Directions —
Return, word for word, the line that contains "Can you see the asphalt" and every line after it through the end of the records.
[Start of Attachment]
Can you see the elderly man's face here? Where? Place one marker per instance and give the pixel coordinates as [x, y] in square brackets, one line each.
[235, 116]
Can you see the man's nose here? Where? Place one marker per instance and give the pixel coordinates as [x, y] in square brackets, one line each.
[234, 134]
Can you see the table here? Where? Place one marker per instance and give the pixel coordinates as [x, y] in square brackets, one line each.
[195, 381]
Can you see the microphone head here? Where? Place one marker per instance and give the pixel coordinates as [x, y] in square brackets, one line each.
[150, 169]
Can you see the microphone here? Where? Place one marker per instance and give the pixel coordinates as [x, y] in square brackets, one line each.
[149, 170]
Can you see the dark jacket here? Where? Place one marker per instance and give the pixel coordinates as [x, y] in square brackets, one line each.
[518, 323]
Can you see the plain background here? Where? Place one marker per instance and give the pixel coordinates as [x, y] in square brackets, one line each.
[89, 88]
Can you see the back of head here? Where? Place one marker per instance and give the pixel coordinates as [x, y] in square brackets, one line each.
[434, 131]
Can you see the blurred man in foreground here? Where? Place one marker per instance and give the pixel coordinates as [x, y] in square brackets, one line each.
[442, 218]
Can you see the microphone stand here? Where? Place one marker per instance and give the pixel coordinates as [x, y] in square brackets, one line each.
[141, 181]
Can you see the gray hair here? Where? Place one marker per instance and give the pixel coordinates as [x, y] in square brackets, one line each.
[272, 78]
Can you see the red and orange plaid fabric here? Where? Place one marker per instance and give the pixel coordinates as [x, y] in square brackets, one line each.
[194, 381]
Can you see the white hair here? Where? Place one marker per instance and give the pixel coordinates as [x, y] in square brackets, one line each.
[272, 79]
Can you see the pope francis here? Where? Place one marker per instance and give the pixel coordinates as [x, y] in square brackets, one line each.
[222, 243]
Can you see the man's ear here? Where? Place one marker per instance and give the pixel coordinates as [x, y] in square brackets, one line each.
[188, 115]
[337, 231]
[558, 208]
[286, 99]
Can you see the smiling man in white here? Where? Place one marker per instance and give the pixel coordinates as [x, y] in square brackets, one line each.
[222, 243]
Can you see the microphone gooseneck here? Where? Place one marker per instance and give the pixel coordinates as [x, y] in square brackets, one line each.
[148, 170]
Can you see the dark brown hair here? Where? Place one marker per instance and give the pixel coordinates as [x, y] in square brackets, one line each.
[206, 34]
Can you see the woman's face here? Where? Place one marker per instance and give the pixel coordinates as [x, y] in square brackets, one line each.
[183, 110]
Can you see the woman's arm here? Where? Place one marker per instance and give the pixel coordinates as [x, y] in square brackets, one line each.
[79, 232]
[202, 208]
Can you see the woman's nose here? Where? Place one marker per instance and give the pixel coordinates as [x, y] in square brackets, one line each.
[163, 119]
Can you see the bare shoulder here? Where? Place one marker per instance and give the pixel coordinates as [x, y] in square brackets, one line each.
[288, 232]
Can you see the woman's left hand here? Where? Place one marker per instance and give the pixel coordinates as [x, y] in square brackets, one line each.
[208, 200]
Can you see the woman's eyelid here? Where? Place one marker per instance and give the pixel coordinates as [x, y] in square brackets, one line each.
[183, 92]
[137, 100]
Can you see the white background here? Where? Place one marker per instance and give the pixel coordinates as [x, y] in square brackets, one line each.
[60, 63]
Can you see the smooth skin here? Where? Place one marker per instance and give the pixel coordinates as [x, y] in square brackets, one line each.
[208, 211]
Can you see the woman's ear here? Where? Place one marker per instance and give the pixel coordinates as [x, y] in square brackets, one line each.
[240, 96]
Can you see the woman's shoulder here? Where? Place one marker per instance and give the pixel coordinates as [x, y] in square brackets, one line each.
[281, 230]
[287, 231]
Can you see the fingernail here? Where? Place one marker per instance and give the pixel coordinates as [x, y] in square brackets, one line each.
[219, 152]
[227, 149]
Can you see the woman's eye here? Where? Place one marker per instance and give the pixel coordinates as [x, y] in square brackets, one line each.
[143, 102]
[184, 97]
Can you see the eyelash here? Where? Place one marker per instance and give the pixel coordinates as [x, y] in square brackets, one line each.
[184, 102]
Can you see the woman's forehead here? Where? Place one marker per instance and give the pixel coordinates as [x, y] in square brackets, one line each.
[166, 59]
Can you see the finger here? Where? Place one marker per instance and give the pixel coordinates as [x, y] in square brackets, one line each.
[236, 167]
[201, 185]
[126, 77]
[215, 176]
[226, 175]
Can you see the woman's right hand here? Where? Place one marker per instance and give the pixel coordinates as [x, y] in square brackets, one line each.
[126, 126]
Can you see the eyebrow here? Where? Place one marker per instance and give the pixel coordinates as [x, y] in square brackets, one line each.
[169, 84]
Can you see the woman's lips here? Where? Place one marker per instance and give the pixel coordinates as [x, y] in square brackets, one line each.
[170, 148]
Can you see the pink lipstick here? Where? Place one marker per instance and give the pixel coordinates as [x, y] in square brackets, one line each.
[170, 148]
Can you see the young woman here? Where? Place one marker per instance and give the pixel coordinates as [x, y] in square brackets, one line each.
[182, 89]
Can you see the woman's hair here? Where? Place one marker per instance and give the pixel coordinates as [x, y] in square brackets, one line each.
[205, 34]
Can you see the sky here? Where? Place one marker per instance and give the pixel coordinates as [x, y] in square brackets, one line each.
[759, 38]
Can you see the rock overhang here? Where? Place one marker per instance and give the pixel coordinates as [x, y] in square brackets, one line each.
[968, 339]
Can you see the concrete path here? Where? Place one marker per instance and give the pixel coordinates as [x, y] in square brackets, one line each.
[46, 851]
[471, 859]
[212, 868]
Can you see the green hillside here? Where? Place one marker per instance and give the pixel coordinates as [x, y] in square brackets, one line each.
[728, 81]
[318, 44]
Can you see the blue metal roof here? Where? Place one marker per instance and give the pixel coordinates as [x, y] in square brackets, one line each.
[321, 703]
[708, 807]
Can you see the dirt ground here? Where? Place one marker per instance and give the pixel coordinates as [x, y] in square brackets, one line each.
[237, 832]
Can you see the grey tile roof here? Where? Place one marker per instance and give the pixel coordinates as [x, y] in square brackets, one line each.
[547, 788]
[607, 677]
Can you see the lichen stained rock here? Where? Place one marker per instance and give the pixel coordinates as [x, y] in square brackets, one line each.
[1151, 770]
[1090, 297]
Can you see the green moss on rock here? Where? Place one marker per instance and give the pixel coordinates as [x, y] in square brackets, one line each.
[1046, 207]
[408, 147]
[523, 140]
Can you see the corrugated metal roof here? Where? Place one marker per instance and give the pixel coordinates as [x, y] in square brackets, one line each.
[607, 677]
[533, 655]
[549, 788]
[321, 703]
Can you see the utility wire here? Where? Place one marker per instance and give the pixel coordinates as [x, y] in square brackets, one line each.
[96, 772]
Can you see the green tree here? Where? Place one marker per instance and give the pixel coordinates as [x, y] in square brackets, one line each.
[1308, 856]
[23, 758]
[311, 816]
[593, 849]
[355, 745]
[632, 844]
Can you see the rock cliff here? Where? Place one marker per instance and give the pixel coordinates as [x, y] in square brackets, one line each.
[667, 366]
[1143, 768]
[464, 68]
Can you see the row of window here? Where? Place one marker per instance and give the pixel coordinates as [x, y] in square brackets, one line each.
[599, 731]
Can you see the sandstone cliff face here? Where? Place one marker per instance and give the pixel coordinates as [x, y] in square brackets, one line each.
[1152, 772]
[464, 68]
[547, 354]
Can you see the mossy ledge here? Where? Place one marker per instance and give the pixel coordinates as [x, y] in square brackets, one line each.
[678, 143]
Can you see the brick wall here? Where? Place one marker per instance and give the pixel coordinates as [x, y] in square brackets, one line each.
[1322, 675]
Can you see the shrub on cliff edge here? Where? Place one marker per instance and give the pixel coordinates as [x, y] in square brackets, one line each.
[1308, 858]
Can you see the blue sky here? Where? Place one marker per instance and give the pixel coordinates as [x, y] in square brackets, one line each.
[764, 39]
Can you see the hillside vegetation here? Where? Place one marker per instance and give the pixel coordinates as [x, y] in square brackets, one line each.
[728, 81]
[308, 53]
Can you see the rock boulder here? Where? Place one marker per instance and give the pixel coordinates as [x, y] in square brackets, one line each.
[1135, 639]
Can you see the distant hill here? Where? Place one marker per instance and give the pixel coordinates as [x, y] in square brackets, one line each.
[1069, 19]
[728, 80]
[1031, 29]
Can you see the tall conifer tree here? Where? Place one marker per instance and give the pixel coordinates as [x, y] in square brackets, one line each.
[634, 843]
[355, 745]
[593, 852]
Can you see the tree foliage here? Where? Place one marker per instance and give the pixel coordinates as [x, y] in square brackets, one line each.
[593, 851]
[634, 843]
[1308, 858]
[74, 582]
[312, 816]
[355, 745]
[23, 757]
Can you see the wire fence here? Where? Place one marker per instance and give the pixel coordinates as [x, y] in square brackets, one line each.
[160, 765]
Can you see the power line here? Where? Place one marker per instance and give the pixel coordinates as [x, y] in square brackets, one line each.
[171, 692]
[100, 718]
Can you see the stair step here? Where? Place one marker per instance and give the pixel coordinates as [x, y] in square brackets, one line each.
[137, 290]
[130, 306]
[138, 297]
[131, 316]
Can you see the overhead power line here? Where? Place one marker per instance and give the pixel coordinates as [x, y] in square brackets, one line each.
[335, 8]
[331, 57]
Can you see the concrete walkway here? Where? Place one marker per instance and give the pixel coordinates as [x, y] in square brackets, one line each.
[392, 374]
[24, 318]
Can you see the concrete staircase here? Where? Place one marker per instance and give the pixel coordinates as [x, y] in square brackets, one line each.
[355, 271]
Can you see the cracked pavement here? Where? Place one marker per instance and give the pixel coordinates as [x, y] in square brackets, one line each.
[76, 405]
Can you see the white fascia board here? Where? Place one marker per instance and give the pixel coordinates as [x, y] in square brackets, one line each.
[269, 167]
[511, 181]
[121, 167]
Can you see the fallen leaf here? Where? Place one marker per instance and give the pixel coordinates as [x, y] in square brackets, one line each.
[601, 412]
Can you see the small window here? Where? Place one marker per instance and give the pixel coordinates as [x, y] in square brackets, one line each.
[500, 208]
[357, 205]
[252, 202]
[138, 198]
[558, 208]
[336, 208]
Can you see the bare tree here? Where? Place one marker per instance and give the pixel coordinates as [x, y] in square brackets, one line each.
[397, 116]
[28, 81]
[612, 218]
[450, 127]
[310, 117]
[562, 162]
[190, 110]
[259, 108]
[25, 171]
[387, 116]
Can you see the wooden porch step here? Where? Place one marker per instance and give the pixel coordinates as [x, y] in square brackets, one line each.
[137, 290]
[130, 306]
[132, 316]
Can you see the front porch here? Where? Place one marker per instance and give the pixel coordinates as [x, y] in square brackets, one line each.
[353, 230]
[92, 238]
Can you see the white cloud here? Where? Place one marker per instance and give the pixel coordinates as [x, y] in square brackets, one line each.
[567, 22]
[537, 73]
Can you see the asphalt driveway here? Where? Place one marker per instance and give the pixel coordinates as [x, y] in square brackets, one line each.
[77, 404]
[End of Attachment]
Solution for this exercise —
Can you see the asphalt driveway here? Where? Place one marker per instance and give the pixel coordinates as [x, y] in square brackets, one line each.
[77, 404]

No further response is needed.